_WRITTEN TASK_. Copy the line containing "Indicate one point per instance of the lace", then all lines after it up to and including the final line of the material, exactly and without additions.

_MATERIAL TO PROCESS_.
• • • •

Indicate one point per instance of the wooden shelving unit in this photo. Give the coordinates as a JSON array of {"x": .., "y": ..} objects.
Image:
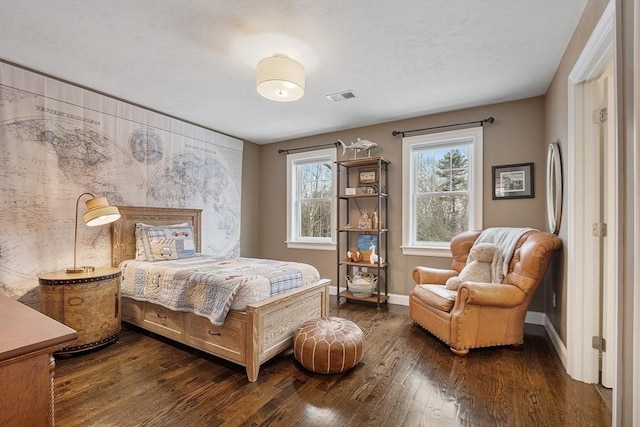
[{"x": 373, "y": 194}]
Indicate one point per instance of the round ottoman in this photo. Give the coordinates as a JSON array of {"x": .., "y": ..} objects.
[{"x": 328, "y": 345}]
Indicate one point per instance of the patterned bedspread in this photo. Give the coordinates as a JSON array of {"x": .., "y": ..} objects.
[{"x": 209, "y": 286}]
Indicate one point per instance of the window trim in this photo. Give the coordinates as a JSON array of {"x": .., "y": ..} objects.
[
  {"x": 319, "y": 243},
  {"x": 409, "y": 144}
]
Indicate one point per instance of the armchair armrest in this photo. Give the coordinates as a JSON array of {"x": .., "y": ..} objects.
[
  {"x": 489, "y": 294},
  {"x": 434, "y": 276}
]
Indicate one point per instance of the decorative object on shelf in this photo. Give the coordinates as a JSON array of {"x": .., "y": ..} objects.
[
  {"x": 354, "y": 256},
  {"x": 364, "y": 221},
  {"x": 365, "y": 243},
  {"x": 280, "y": 78},
  {"x": 362, "y": 284},
  {"x": 367, "y": 177},
  {"x": 513, "y": 181},
  {"x": 98, "y": 213},
  {"x": 359, "y": 145},
  {"x": 374, "y": 258},
  {"x": 554, "y": 187}
]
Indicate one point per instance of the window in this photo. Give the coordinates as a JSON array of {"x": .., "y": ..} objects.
[
  {"x": 311, "y": 200},
  {"x": 441, "y": 189}
]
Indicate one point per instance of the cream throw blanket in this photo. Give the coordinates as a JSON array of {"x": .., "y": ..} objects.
[{"x": 505, "y": 238}]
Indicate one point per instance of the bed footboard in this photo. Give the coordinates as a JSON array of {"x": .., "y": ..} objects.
[{"x": 247, "y": 338}]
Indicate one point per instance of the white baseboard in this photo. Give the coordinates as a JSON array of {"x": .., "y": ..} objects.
[{"x": 532, "y": 318}]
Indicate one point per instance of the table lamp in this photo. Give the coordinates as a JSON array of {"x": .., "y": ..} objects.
[{"x": 98, "y": 213}]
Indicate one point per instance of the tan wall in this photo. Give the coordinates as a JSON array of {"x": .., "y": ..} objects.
[
  {"x": 556, "y": 111},
  {"x": 250, "y": 231},
  {"x": 517, "y": 136}
]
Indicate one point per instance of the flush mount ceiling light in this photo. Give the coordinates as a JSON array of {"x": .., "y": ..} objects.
[{"x": 279, "y": 78}]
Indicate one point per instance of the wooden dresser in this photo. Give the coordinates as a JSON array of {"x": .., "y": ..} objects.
[{"x": 27, "y": 342}]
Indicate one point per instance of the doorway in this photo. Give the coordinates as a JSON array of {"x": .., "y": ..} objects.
[{"x": 592, "y": 269}]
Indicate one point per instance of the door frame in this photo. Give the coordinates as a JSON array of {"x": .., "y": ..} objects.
[{"x": 582, "y": 285}]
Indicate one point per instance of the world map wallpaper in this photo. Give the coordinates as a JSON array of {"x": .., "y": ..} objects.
[{"x": 58, "y": 141}]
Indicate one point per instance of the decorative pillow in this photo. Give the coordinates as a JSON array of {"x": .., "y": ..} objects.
[{"x": 141, "y": 253}]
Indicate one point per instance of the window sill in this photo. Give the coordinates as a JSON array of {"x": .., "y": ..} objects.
[
  {"x": 311, "y": 245},
  {"x": 433, "y": 251}
]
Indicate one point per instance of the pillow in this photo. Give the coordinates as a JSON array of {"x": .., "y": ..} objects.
[
  {"x": 141, "y": 254},
  {"x": 165, "y": 243}
]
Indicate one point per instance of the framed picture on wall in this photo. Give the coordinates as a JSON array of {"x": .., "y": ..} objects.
[{"x": 513, "y": 181}]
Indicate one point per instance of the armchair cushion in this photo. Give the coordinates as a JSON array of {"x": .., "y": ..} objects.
[{"x": 436, "y": 296}]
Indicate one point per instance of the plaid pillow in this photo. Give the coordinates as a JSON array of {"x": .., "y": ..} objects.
[{"x": 158, "y": 243}]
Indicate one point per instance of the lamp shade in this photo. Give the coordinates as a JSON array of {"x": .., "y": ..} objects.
[
  {"x": 279, "y": 78},
  {"x": 99, "y": 212}
]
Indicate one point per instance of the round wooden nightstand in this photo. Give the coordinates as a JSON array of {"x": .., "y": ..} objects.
[{"x": 88, "y": 302}]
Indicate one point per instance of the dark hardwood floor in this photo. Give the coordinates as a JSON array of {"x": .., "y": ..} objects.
[{"x": 406, "y": 378}]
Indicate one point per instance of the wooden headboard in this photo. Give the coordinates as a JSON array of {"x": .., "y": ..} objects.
[{"x": 123, "y": 239}]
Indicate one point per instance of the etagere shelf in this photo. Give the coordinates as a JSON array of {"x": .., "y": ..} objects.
[{"x": 362, "y": 188}]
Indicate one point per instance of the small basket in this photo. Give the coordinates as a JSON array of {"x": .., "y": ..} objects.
[{"x": 363, "y": 288}]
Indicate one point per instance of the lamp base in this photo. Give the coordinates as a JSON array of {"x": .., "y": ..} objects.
[{"x": 81, "y": 269}]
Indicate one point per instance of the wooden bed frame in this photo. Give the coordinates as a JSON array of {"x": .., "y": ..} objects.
[{"x": 248, "y": 338}]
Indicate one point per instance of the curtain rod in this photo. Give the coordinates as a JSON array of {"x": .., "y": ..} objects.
[
  {"x": 280, "y": 151},
  {"x": 482, "y": 122}
]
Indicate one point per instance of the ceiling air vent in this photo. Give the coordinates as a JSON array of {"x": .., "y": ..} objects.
[{"x": 342, "y": 96}]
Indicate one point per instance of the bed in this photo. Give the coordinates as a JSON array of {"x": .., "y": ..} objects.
[{"x": 248, "y": 337}]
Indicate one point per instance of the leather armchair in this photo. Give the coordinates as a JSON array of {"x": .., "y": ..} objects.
[{"x": 481, "y": 314}]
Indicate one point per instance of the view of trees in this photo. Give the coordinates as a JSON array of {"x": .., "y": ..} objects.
[
  {"x": 442, "y": 184},
  {"x": 314, "y": 199}
]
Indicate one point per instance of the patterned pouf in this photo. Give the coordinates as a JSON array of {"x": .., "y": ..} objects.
[{"x": 328, "y": 345}]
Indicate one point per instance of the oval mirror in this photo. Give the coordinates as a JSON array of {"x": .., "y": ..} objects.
[{"x": 554, "y": 187}]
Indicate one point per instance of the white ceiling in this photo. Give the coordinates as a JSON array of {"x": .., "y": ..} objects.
[{"x": 195, "y": 59}]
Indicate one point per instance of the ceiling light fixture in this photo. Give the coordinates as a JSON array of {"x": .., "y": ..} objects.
[{"x": 280, "y": 78}]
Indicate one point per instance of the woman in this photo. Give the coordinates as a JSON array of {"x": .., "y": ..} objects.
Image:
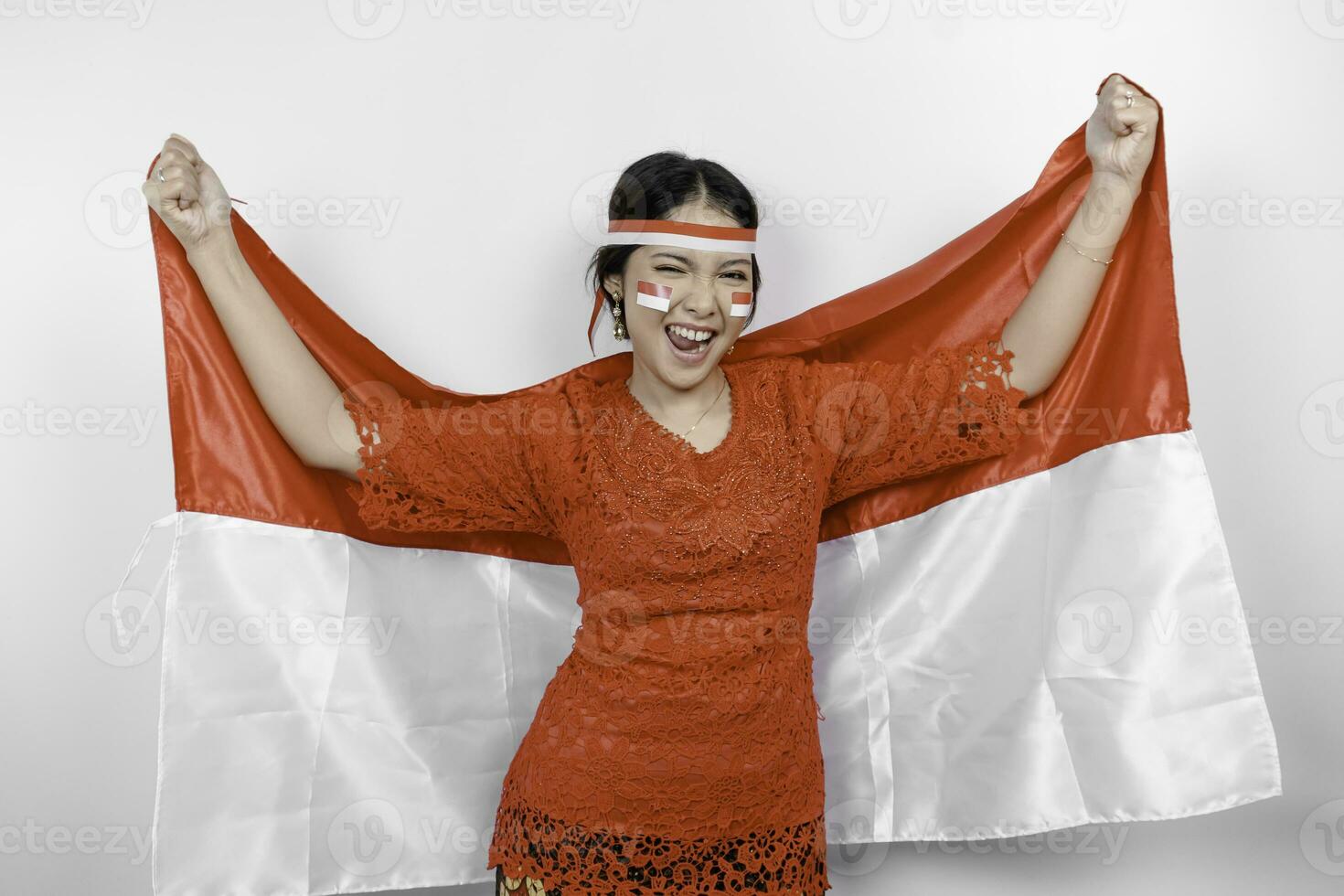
[{"x": 677, "y": 749}]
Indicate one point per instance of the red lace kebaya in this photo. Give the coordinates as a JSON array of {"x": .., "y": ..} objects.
[{"x": 677, "y": 749}]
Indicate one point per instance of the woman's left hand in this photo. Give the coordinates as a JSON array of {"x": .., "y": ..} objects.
[{"x": 1120, "y": 137}]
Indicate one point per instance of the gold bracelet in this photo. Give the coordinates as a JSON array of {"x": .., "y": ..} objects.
[{"x": 1081, "y": 251}]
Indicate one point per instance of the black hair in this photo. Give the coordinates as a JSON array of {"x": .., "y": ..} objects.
[{"x": 656, "y": 186}]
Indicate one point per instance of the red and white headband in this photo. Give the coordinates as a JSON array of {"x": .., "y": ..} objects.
[{"x": 709, "y": 238}]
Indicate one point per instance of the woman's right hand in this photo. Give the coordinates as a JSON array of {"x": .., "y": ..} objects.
[{"x": 190, "y": 199}]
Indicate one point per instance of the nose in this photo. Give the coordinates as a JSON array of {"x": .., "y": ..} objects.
[{"x": 699, "y": 297}]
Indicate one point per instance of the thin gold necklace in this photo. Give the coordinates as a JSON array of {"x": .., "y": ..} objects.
[{"x": 711, "y": 406}]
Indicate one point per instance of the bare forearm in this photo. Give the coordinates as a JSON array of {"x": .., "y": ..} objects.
[
  {"x": 1046, "y": 325},
  {"x": 300, "y": 398}
]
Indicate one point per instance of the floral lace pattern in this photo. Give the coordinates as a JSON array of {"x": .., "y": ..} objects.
[{"x": 677, "y": 749}]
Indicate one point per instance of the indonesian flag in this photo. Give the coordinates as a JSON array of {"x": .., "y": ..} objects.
[
  {"x": 1000, "y": 645},
  {"x": 654, "y": 295}
]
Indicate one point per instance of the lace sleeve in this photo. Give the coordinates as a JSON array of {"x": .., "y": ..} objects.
[
  {"x": 880, "y": 422},
  {"x": 445, "y": 468}
]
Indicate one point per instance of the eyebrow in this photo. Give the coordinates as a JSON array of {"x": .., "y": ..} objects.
[{"x": 687, "y": 261}]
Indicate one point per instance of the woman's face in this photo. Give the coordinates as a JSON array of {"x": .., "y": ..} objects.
[{"x": 683, "y": 344}]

• • • •

_TASK RESULT_.
Indicate one point per instance of the lace sleeve in this photo. Give the coordinates as a JSON array of {"x": .., "y": ..} objects.
[
  {"x": 880, "y": 422},
  {"x": 445, "y": 468}
]
Indicate one point per instance of the eyebrow in this photo. Give the coordinates as a JSON array of {"x": .., "y": ..} objects.
[{"x": 687, "y": 261}]
Indicate one point per instance of the woman's face in this photo. Give the coordinates as a JSON array of {"x": .., "y": ..} objects.
[{"x": 683, "y": 344}]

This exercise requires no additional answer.